• _WORK TO COMPLETE_: Return each line from the rows below that contains the string "target".

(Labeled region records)
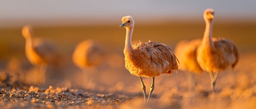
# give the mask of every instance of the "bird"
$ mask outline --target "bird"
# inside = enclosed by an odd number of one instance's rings
[[[179,59],[179,69],[184,71],[189,82],[191,90],[194,91],[200,74],[203,72],[196,60],[196,50],[202,39],[183,40],[176,45],[174,53]],[[188,73],[189,71],[191,73]]]
[[[22,34],[25,39],[25,54],[29,62],[33,65],[39,66],[38,79],[42,79],[42,84],[45,83],[45,73],[48,65],[59,66],[61,61],[61,55],[57,46],[50,42],[39,38],[34,39],[33,28],[31,25],[24,25]]]
[[[234,69],[239,58],[237,47],[232,41],[223,38],[212,38],[214,15],[214,10],[212,9],[207,9],[204,12],[206,28],[196,51],[196,60],[199,65],[210,75],[212,94],[219,72],[230,67]]]
[[[134,20],[130,15],[122,18],[120,27],[126,28],[126,34],[124,50],[125,68],[131,74],[138,77],[146,100],[146,86],[142,77],[152,78],[152,83],[147,99],[154,89],[155,77],[163,74],[172,74],[178,69],[179,60],[171,49],[167,45],[158,42],[149,41],[132,45],[131,36],[134,26]]]
[[[92,76],[97,72],[96,66],[104,60],[105,52],[103,47],[93,40],[85,40],[77,45],[72,55],[74,64],[82,70],[83,87],[90,88],[95,77]],[[89,70],[87,72],[87,69]],[[94,81],[95,82],[95,81]]]

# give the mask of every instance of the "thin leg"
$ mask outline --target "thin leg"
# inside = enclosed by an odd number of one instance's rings
[[[87,87],[88,85],[88,79],[89,79],[89,76],[88,74],[88,72],[87,72],[87,69],[82,69],[82,74],[83,74],[82,87],[85,89],[88,88],[88,87]],[[89,72],[89,73],[90,73],[90,72]]]
[[[213,84],[212,84],[212,79],[213,78],[213,75],[212,74],[212,72],[209,72],[209,74],[210,75],[210,78],[211,78],[211,87],[212,89],[213,90]]]
[[[38,80],[39,80],[40,78],[42,78],[42,84],[44,84],[45,83],[46,79],[46,72],[47,69],[47,65],[46,64],[42,64],[40,67],[40,74],[38,75],[41,75],[41,76],[38,77]]]
[[[219,73],[218,72],[217,72],[215,73],[215,74],[214,74],[214,77],[213,77],[213,78],[212,79],[212,80],[211,81],[212,84],[212,93],[214,93],[214,86],[215,86],[216,79],[218,76],[218,73]]]
[[[191,72],[185,71],[185,74],[187,79],[188,79],[188,82],[189,82],[189,89],[191,90],[193,89],[193,80],[192,80],[192,74]]]
[[[150,95],[153,92],[154,90],[154,89],[155,89],[155,77],[152,78],[152,84],[151,84],[151,86],[150,87],[150,92],[149,93],[149,94],[148,95],[148,99],[147,99],[147,103],[149,101],[149,99],[150,99]]]
[[[196,87],[196,86],[197,84],[197,81],[198,78],[199,78],[200,74],[193,73],[192,74],[194,75],[194,76],[193,77],[193,86],[192,86],[191,91],[194,92],[195,90],[195,87]]]
[[[140,80],[141,80],[141,83],[142,83],[142,91],[143,91],[144,100],[145,103],[146,103],[146,86],[144,84],[142,77],[139,77],[139,78],[140,78]]]

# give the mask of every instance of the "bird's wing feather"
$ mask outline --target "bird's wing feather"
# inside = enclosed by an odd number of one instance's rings
[[[151,62],[161,64],[164,70],[174,70],[178,69],[177,61],[179,61],[172,50],[166,45],[158,42],[141,42],[133,45],[134,50],[146,50],[150,57]],[[169,63],[166,65],[166,61]]]

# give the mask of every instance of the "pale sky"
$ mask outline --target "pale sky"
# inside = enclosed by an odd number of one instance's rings
[[[254,20],[256,7],[255,0],[0,0],[0,26],[120,23],[126,15],[139,21],[199,19],[208,8],[220,19]]]

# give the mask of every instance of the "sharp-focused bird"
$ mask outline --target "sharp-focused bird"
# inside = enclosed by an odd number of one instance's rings
[[[238,62],[239,54],[237,48],[231,41],[224,38],[212,38],[212,20],[214,11],[205,10],[203,17],[206,28],[201,44],[196,51],[196,60],[211,78],[212,93],[219,72],[231,67],[234,69]],[[213,75],[213,73],[215,73]]]
[[[103,48],[94,40],[87,40],[79,43],[73,54],[73,62],[75,64],[83,70],[83,87],[89,88],[92,85],[95,78],[92,76],[96,73],[96,66],[101,64],[104,59]],[[89,72],[87,69],[90,70]]]
[[[146,102],[146,86],[142,77],[152,77],[152,84],[147,103],[154,89],[155,77],[162,74],[171,74],[177,71],[179,60],[169,47],[158,42],[149,41],[131,44],[131,35],[134,20],[131,16],[122,18],[120,27],[126,29],[125,47],[124,50],[125,68],[131,74],[139,77],[142,84],[144,101]]]
[[[50,42],[33,39],[33,28],[30,25],[24,26],[22,32],[26,40],[26,56],[32,64],[40,66],[39,72],[42,75],[38,75],[38,79],[42,79],[41,82],[44,84],[48,65],[58,66],[60,64],[60,55],[58,49]]]
[[[201,40],[198,39],[191,41],[180,41],[176,45],[174,51],[180,61],[179,69],[186,73],[191,90],[194,90],[198,76],[203,71],[196,60],[196,50]]]

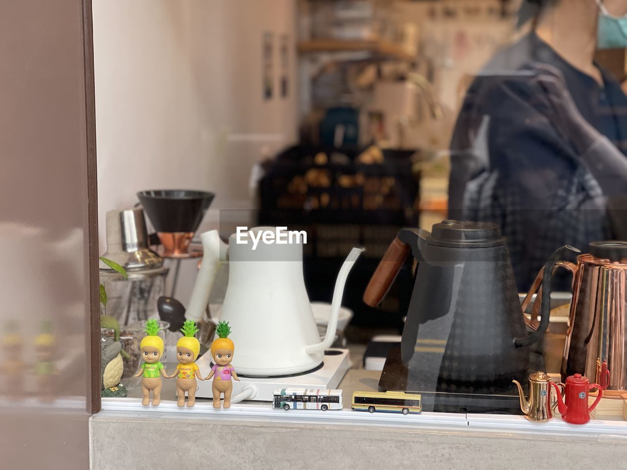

• _RESPONSE_:
$ mask outline --target "bird"
$ mask outline --target "thin leg"
$ mask outline --target "bird's wing feather"
$ mask outline --target "pale sky"
$ mask outline --target "sharp-focused bird"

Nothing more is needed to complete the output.